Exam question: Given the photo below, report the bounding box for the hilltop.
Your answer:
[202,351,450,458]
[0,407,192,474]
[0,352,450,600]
__________
Given problem >>
Transcribe the listing above in full, reproducing every line without alteration.

Output of the exercise >>
Exam question: Given the photo below, report the bounding box for the hilltop.
Your answer:
[202,351,450,458]
[0,407,192,474]
[0,352,450,600]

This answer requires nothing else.